■ **Prompt**:
According to the text on Scottish independence below, what is the rate of inflation in the current cost of living crisis?

■ **Excerpted text**:

Even if this was woefully little, especially to the citizens in the poorer sections of society in Scotland, it was some acknowledgement that the economic benefits of independence had to be quantified. £500 back then would now be approaching £700. But £700 now would barely pay a quarter of a year of the new increased energy bills.
Second, those that need to be better off are the poorer and not the richer and it is the poorer that are the mass of the electorate that need to be convinced they will be substantially economically better off under independence. Essentially, and to put it somewhat bluntly, independence needs to appeal economically to the working-class and not middle-class. This is all the more so now that we are in a cost of living crisis with inflation at more than 10% and where a new wave of austerity in public spending is about to be unleashed by the Tories.
Taken together, what this means is that the economic appeal in order to win the next independence referendum is not one to be one concerned with reassuring the international money markets, overseas investors or financial speculators.
Instead, it must be one where, through the real value of wages, the social wage (of welfare benefits, value of public services) and taxation, working people can be sure they and their families will materially be better off.

Items taken from a collection:
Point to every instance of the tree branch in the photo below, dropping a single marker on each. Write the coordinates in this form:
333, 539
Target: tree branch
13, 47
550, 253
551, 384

■ **Answer to the problem**:
More than 10%.